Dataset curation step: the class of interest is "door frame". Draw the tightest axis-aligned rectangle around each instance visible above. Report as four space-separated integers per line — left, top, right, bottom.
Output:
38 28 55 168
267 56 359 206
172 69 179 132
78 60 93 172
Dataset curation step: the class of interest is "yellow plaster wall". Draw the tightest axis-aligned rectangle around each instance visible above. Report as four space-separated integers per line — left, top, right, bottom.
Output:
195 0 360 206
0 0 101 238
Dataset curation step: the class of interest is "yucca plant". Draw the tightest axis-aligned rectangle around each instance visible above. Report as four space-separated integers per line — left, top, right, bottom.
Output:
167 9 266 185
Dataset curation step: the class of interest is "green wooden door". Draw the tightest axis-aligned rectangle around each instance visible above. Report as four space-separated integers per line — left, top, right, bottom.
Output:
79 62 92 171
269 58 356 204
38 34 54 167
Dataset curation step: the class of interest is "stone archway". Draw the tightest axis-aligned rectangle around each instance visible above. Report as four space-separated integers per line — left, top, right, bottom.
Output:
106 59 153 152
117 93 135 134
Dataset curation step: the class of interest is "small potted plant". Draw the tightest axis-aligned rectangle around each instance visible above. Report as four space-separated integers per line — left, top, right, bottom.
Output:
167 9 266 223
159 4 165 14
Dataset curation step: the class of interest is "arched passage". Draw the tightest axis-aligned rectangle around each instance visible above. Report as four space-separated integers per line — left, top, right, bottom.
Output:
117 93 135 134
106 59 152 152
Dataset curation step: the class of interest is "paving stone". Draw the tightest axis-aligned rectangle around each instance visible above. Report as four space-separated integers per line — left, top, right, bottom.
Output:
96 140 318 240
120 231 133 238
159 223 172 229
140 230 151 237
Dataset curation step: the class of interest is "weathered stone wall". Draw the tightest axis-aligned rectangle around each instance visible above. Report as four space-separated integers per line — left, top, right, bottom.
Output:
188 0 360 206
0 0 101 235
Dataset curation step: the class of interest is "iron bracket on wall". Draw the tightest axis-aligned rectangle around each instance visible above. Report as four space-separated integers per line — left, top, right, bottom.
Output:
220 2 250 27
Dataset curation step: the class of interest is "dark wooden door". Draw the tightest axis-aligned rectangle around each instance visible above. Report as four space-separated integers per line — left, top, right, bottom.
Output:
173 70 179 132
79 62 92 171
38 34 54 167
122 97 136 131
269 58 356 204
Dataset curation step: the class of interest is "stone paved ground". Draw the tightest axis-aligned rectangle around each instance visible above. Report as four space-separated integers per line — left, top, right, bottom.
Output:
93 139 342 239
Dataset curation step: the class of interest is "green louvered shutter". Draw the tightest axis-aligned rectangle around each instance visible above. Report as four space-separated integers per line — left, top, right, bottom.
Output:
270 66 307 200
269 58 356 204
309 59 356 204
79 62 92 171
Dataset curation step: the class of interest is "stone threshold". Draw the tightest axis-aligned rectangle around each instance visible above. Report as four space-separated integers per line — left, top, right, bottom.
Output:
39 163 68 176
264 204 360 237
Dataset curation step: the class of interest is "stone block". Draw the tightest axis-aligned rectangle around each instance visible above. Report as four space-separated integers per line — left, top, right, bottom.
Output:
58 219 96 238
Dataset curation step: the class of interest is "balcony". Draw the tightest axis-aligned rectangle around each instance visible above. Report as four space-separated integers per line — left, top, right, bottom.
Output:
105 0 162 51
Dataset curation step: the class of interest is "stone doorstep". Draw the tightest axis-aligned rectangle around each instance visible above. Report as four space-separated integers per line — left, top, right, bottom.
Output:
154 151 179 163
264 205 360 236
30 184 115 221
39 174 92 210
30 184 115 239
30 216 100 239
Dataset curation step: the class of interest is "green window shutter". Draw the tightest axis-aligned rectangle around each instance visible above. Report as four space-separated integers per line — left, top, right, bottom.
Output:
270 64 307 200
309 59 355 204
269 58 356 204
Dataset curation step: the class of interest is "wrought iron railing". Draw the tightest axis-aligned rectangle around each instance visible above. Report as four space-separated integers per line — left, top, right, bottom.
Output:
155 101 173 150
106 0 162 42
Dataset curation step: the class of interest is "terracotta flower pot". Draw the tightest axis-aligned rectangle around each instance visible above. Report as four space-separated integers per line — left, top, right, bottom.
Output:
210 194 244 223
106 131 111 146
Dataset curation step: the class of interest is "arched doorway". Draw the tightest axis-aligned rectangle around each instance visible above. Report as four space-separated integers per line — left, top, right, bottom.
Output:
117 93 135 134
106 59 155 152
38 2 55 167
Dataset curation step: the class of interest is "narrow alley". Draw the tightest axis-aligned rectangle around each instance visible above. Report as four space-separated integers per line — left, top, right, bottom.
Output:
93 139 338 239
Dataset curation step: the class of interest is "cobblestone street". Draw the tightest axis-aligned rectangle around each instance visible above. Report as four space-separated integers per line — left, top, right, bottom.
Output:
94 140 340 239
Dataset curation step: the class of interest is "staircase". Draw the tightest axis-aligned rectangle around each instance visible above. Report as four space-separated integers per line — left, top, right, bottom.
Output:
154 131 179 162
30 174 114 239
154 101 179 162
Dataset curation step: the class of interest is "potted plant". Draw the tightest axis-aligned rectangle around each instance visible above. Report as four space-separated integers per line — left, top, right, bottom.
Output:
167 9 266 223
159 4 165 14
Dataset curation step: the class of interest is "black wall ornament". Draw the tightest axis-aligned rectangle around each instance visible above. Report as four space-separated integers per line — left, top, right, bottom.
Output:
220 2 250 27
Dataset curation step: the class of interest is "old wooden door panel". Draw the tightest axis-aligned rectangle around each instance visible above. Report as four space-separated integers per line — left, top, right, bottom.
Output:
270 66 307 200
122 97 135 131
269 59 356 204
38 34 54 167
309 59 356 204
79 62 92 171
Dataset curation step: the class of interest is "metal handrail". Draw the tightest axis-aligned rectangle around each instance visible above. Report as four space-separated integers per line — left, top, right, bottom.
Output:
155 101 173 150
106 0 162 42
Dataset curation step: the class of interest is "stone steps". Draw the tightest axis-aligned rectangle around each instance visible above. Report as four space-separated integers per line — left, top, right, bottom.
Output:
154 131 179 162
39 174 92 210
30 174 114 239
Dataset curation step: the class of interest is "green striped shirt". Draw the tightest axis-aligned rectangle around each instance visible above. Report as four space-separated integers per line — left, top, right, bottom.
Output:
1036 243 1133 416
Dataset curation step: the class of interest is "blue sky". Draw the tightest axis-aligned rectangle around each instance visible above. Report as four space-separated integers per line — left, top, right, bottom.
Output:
----------
Go through all the lines above and change every "Dataset curation step" to "Annotation pass", keeping everything else the same.

Annotation pass: the class of interest is "door frame". Draw the tightest axis-aligned rectangle around each instance visible above. Report as four space-separated integers per line — left, top, right, bottom.
Output:
38 28 55 168
267 56 359 206
172 69 179 132
78 60 93 172
Annotation pass: the class of interest is "yellow plaster wall". Draw the tightest axis-aligned rectangle around each instance visible above. Report as four space-separated integers per line — left, top, right, bottom.
Output:
195 0 360 206
0 0 101 238
Annotation pass: the class of interest is "yucca plant". Draw the tightest axis-aligned rectangle around each instance visible above. Report as four space-separated integers per line — left, top, right, bottom.
Output:
167 9 266 185
Annotation pass: the class of interest is "green wooden door". Draw the tightest axis-aligned rectangle around each instance visible above. Report as four space-separated integers per line — left, top, right, bottom.
Output:
79 62 92 171
269 58 356 204
38 34 54 167
Annotation pass: the class of interest is "stone archway". Draw the tightest axis-aligned rectangle around each instance visible above. Report as four space-separated integers per line — left, top, right, bottom.
Output:
106 59 153 152
117 93 135 134
Annotation pass: the class of interest is "small potted plant". Draw the tightest axis-aligned rectangle around each instance visible above. Report as four space-separated integers per line — left, top, right, bottom.
Output:
167 9 266 223
159 4 165 14
Annotation pass: the class of interest is "arched passage". Draw the tightest axis-aligned rectangle around each instance visible above. Report as four space-separated integers per line — left, top, right, bottom.
Output:
117 93 135 134
106 59 152 152
Annotation pass: the class of interest is "paving stone". Draw the tightest axis-aligned rectangle around each instance visible above. Report as four space-separated integers per line — left, top, right, bottom.
Output:
96 140 318 240
120 231 133 238
159 223 172 229
140 230 151 237
Annotation pass: the class of interest is "weathered stone wall". Draw the tightest axis-aligned rectangle around each instance visible above. Report as four space-separated integers per line — left, top, right, bottom.
Output:
188 0 360 206
0 0 101 235
Annotation pass: the class of interest is "iron bracket on wall". Draw the tightest axis-aligned rectangle around each instance visible above. Report as four space-separated integers per line — left, top, right, bottom.
Output:
220 2 250 27
Annotation pass: the class of interest is "dark wooden door". Draw the tightest axis-aligned rectangle around each instance visible above. Report as four space-separated integers per line — left, top, right, bottom.
Output:
173 70 179 132
79 62 92 171
38 34 54 167
122 97 136 131
269 58 356 204
Annotation pass: the class of interest is "stone paved ground". Draw the tightest axis-aligned rectangle around each instance visible above. Report as four space-separated integers per line — left, top, right, bottom.
Output:
93 139 342 239
Annotation pass: the class of interest is "green louvered shutter". Draw the tightest axis-aligned rectangle around each instance visible above. Report as four space-separated integers per line — left, top, right, bottom.
Output:
270 66 307 200
269 58 356 204
309 59 356 204
79 62 92 171
Annotation pass: the class of interest is "stone threshold". Draw the tightest axis-aligned rectangle around each instance visible above. Report as four space-separated integers per line — left, top, right, bottom.
Output:
39 163 68 176
264 204 360 237
Annotation pass: the class of interest is "stone block". Draw the tightest axis-aligned rectangle around each instance visible above. Report as four space-separated integers per line — left, top, right, bottom.
Output:
58 219 96 238
Annotation pass: the class of interest is "balcony". Draw the tightest axis-aligned rectangle around each instance visible above. Report as four space-separated integers per line — left, top, right, bottom.
Output:
105 0 162 51
Annotation pass: the class of interest is "stone doorstep". Draw the tightest axis-aligned rectangle around each instance visible above. Report as four space-separated integers per line — left, top, right, bottom.
Output:
154 151 179 163
264 205 360 236
30 184 115 221
39 174 92 210
30 184 115 239
30 216 100 239
Annotation pass: the class of interest is "green window shutter". Draw the tightest axis-aligned rectangle around each instance visible above. Report as four space-separated integers per line — left, top, right, bottom.
Output:
270 64 307 200
309 59 355 204
269 58 356 204
Annotation pass: the class of interest is "wrought iron railing". Draw the tightest axis-aligned rectangle around each instance visible above. Report as four space-separated integers per line — left, top, right, bottom.
Output:
155 101 173 150
106 0 162 42
Annotation pass: the class of interest is "terracotta flower pot". Draw the tightest axis-aligned rectangle around each instance visible above. Report as four space-separated integers per line — left, top, right, bottom.
Output:
210 194 244 223
106 131 111 146
Annotation pass: the class of interest is "arched doorway". Draw the tightest axis-aligned rectangle around each instance visible above. Report as four space-separated integers per line — left, top, right, bottom.
Output:
117 93 135 134
106 59 155 152
38 2 55 167
Annotation pass: the class of interest is "narrow alley". Draw the tightest axis-aligned rectangle around each instance visible above. Report as four space-separated integers per line — left, top, right, bottom.
Output:
93 139 338 239
Annotation pass: the class of interest is "cobblestone street". Draw the tightest axis-aligned rectangle around each instance visible above. Report as four space-separated integers per line — left, top, right, bottom.
Output:
94 140 340 239
Annotation pass: the class of interest is "staircase". Draw the tightest axis-aligned rectangle around each instance visible above. Report as four space-separated integers per line — left, top, right, bottom.
Output:
154 131 179 162
30 174 114 239
154 101 179 162
Annotation pass: the class of interest is "potted plant". Draw the tightest axis-aligned rectangle around each instance visible above. Report as four space-separated integers per line — left, top, right, bottom.
Output:
167 9 266 223
159 4 165 14
Annotation pass: the class of interest is "black wall ornament". Draw the tightest axis-aligned rectangle around each instance visible above. Report as four space-separated integers per line — left, top, right, bottom.
Output:
220 2 250 27
Annotation pass: the class of interest is "old wooden door panel". Draw the tightest axis-aligned rectangle around each instance visible above. Report as four space-separated integers per line — left, top, right, bottom.
Output:
270 66 307 200
122 97 135 131
269 59 356 204
38 34 54 167
309 59 356 204
79 62 92 171
Annotation pass: the class of interest is "metal handrail". Draw the tightest axis-aligned rectangle around each instance visible above. Report as four space-separated integers per line — left, top, right, bottom.
Output:
155 101 173 150
106 0 162 42
Annotation pass: the class of interest is "stone steps". Draw the tightest axis-aligned rectangle around each instance visible above. Report as four space-separated integers per line — left, top, right, bottom.
Output:
154 131 179 162
39 174 92 210
30 174 114 239
Annotation pass: the class of interest is "green striped shirt". Draw the tightest axis-aligned rectangle around each instance visible above. Report as four space-separated integers per line — left, top, right, bottom.
Output:
1036 243 1133 416
Annotation pass: the class of interest is "blue sky". Draw the tightest axis-aligned rectangle around each instance visible above. Report as four space-separated integers per line — left, top, right, bottom.
Output:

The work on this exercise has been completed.